* start Provided records *

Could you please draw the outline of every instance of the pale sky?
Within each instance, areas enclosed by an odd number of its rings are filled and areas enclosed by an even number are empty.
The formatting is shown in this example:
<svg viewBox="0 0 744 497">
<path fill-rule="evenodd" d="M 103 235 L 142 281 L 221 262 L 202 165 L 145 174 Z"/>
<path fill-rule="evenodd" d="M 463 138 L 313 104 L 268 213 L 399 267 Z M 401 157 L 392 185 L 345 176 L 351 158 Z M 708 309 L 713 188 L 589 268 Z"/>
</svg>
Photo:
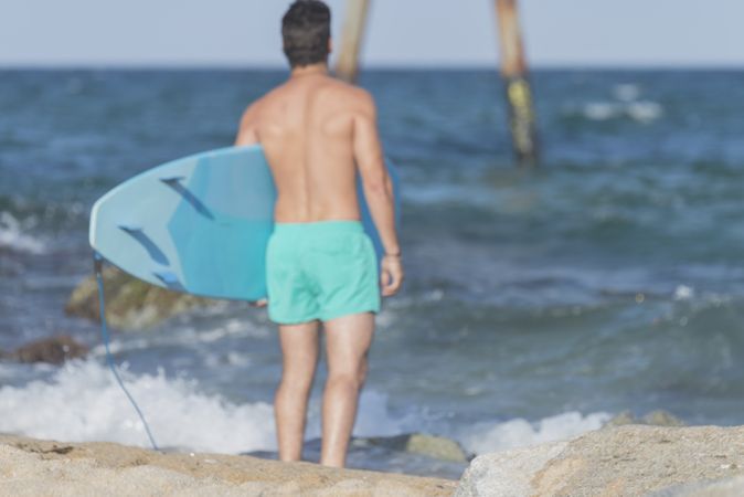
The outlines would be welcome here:
<svg viewBox="0 0 744 497">
<path fill-rule="evenodd" d="M 0 0 L 0 66 L 284 67 L 289 0 Z M 493 0 L 371 0 L 368 66 L 492 66 Z M 346 0 L 328 0 L 340 34 Z M 535 66 L 744 67 L 744 0 L 521 0 Z M 338 36 L 337 36 L 338 38 Z"/>
</svg>

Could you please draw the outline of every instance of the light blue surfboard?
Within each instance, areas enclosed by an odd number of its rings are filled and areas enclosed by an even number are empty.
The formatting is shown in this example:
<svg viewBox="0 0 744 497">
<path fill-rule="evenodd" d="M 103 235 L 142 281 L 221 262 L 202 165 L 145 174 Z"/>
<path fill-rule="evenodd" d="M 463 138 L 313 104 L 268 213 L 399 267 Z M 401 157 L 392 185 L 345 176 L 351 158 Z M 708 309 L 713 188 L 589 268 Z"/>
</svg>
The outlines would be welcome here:
<svg viewBox="0 0 744 497">
<path fill-rule="evenodd" d="M 397 172 L 393 179 L 400 213 Z M 382 243 L 361 181 L 362 221 L 378 256 Z M 213 298 L 266 297 L 266 243 L 276 188 L 261 146 L 230 147 L 145 171 L 98 199 L 91 246 L 135 277 Z"/>
</svg>

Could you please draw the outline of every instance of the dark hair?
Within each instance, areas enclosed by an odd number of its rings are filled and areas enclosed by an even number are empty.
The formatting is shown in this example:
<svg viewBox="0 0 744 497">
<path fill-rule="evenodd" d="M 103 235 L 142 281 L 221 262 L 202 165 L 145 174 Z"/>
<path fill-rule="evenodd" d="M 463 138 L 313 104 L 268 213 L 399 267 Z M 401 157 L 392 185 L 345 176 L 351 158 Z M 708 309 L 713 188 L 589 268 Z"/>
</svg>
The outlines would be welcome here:
<svg viewBox="0 0 744 497">
<path fill-rule="evenodd" d="M 326 62 L 331 10 L 320 0 L 297 0 L 281 19 L 281 35 L 293 67 Z"/>
</svg>

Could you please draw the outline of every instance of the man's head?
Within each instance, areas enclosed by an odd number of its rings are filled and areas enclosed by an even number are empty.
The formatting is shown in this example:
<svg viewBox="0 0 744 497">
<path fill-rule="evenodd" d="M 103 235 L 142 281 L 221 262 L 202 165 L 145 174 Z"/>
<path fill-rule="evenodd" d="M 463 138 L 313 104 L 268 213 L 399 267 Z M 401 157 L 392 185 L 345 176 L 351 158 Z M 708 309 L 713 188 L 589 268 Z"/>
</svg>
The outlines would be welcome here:
<svg viewBox="0 0 744 497">
<path fill-rule="evenodd" d="M 281 20 L 284 53 L 291 67 L 328 61 L 331 11 L 320 0 L 297 0 Z"/>
</svg>

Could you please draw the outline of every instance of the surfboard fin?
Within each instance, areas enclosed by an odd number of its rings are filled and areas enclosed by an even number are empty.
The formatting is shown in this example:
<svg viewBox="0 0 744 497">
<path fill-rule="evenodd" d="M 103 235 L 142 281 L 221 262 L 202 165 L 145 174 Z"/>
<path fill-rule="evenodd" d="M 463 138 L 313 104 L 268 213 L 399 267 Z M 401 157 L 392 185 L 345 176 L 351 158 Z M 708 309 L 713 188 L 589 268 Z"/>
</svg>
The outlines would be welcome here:
<svg viewBox="0 0 744 497">
<path fill-rule="evenodd" d="M 181 180 L 184 178 L 182 176 L 172 176 L 168 178 L 160 178 L 160 181 L 163 183 L 168 184 L 170 188 L 176 190 L 187 202 L 193 207 L 196 212 L 202 214 L 204 218 L 209 219 L 210 221 L 214 221 L 214 215 L 210 210 L 204 205 L 204 203 L 196 198 L 193 193 L 189 191 L 188 188 L 185 188 L 183 184 L 181 184 Z"/>
<path fill-rule="evenodd" d="M 185 288 L 183 287 L 181 282 L 179 282 L 178 276 L 176 276 L 170 271 L 156 271 L 152 272 L 152 274 L 158 279 L 160 279 L 163 283 L 163 285 L 168 287 L 168 289 L 172 289 L 176 292 L 185 292 Z"/>
<path fill-rule="evenodd" d="M 170 261 L 168 256 L 155 244 L 148 235 L 145 234 L 140 226 L 119 224 L 119 230 L 129 234 L 132 239 L 137 240 L 140 245 L 147 251 L 148 255 L 152 261 L 161 264 L 163 266 L 169 266 Z"/>
</svg>

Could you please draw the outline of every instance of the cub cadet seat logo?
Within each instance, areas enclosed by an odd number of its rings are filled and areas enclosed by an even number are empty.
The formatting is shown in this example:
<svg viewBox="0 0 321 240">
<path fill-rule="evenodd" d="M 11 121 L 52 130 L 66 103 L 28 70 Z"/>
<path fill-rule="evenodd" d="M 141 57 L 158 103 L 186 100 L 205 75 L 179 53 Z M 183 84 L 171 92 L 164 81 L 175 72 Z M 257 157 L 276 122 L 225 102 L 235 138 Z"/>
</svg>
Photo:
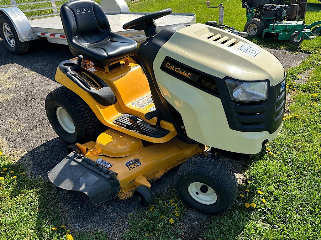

* end Provided records *

*What you are asked to do*
Copy out all of the records above word for word, leaving out the pictures.

*Final result*
Could you please draw the outline of every instance of the pale sky?
Within each instance, areas enclosed by an odd number of its rings are filled and areas enclosed by an even number are empty.
The formatting is shown in this example:
<svg viewBox="0 0 744 497">
<path fill-rule="evenodd" d="M 103 235 L 142 281 L 221 262 L 202 165 L 145 174 Z"/>
<path fill-rule="evenodd" d="M 463 138 L 313 104 L 268 213 L 399 267 Z M 401 157 L 392 185 L 345 176 L 351 158 Z M 708 309 L 713 188 L 589 268 Z"/>
</svg>
Photo:
The outlines would be welcome here:
<svg viewBox="0 0 744 497">
<path fill-rule="evenodd" d="M 0 0 L 0 66 L 284 67 L 289 0 Z M 493 0 L 371 0 L 368 66 L 492 66 Z M 346 0 L 328 0 L 340 34 Z M 535 66 L 744 67 L 744 0 L 521 0 Z M 338 36 L 337 36 L 338 38 Z"/>
</svg>

Could you please draw the outline of every instance of the light blue surfboard?
Within each instance, areas enclosed by an odd number of its rings are filled and areas enclosed by an even number are empty.
The formatting is shown in this example:
<svg viewBox="0 0 744 497">
<path fill-rule="evenodd" d="M 103 235 L 142 281 L 221 262 L 202 165 L 145 174 Z"/>
<path fill-rule="evenodd" d="M 463 138 L 313 104 L 268 213 L 399 267 Z M 401 157 L 392 185 L 345 176 L 351 158 Z M 708 309 L 713 188 L 589 268 Z"/>
</svg>
The outlines would be welcome here:
<svg viewBox="0 0 744 497">
<path fill-rule="evenodd" d="M 397 172 L 393 179 L 400 213 Z M 382 243 L 361 181 L 362 221 L 378 256 Z M 213 298 L 266 297 L 266 243 L 276 188 L 261 146 L 230 147 L 145 171 L 98 199 L 91 246 L 135 277 Z"/>
</svg>

Could you please draw the outline of every instance of the dark hair?
Within each instance, areas enclosed by an odd number of its rings are filled and areas enclosed by an even number are empty.
The formatting is shown in this example:
<svg viewBox="0 0 744 497">
<path fill-rule="evenodd" d="M 103 235 L 142 281 L 221 262 L 202 165 L 145 174 Z"/>
<path fill-rule="evenodd" d="M 463 138 L 313 104 L 268 213 L 399 267 Z M 401 157 L 392 185 L 345 176 L 351 158 Z M 708 309 L 713 188 L 589 268 Z"/>
</svg>
The outlines would be welcome here:
<svg viewBox="0 0 744 497">
<path fill-rule="evenodd" d="M 326 62 L 331 10 L 320 0 L 297 0 L 281 19 L 281 35 L 293 67 Z"/>
</svg>

Could you please draw the outline of every instance of the man's head?
Within each instance, areas enclosed by an odd number of its rings are filled and areas enclosed by an even number are empty.
The formatting is shown in this example:
<svg viewBox="0 0 744 497">
<path fill-rule="evenodd" d="M 103 235 L 142 281 L 221 262 L 202 165 L 145 174 Z"/>
<path fill-rule="evenodd" d="M 463 138 L 313 104 L 268 213 L 399 267 Z M 401 157 L 392 185 L 345 176 L 351 158 Z M 708 309 L 713 188 L 589 268 Z"/>
</svg>
The outlines would be welcome here:
<svg viewBox="0 0 744 497">
<path fill-rule="evenodd" d="M 281 20 L 284 53 L 291 67 L 328 61 L 331 11 L 320 0 L 297 0 Z"/>
</svg>

Could you please draw the outline of every instance of the surfboard fin?
Within each instance, areas enclosed by an odd number of its rings are filled and areas enclosed by an even number are empty.
The formatting is shown in this example:
<svg viewBox="0 0 744 497">
<path fill-rule="evenodd" d="M 103 235 L 142 281 L 221 262 L 202 165 L 145 174 Z"/>
<path fill-rule="evenodd" d="M 463 138 L 313 104 L 268 213 L 399 267 Z M 401 157 L 392 185 L 345 176 L 351 158 Z M 708 309 L 713 188 L 589 268 Z"/>
</svg>
The outlines would be welcome here:
<svg viewBox="0 0 744 497">
<path fill-rule="evenodd" d="M 181 180 L 184 178 L 182 176 L 172 176 L 168 178 L 160 178 L 160 181 L 163 183 L 168 184 L 170 188 L 176 190 L 187 202 L 193 207 L 196 212 L 202 214 L 204 218 L 209 219 L 210 221 L 214 221 L 214 215 L 210 210 L 204 205 L 204 203 L 196 198 L 193 193 L 189 191 L 188 188 L 185 188 L 183 184 L 181 184 Z"/>
<path fill-rule="evenodd" d="M 185 288 L 183 287 L 181 282 L 179 282 L 178 276 L 176 276 L 170 271 L 156 271 L 152 272 L 152 274 L 158 279 L 160 279 L 163 283 L 163 285 L 168 287 L 168 289 L 172 289 L 176 292 L 185 292 Z"/>
<path fill-rule="evenodd" d="M 170 261 L 168 256 L 155 244 L 148 235 L 145 234 L 140 226 L 119 224 L 119 230 L 129 234 L 132 239 L 137 240 L 140 245 L 147 251 L 148 255 L 152 261 L 161 264 L 163 266 L 169 266 Z"/>
</svg>

Could you please draw the outline of every instance of the cub cadet seat logo?
Within each instance, areas enclosed by an odd number of its rings are filled and areas enclosed by an even number are empty.
The formatting is shown in this example:
<svg viewBox="0 0 321 240">
<path fill-rule="evenodd" d="M 11 121 L 52 130 L 66 103 L 28 70 Z"/>
<path fill-rule="evenodd" d="M 141 57 L 158 103 L 186 100 L 205 75 L 179 53 Z M 183 84 L 171 92 L 164 81 L 175 72 Z M 257 157 L 276 122 L 225 102 L 235 138 Z"/>
</svg>
Photo:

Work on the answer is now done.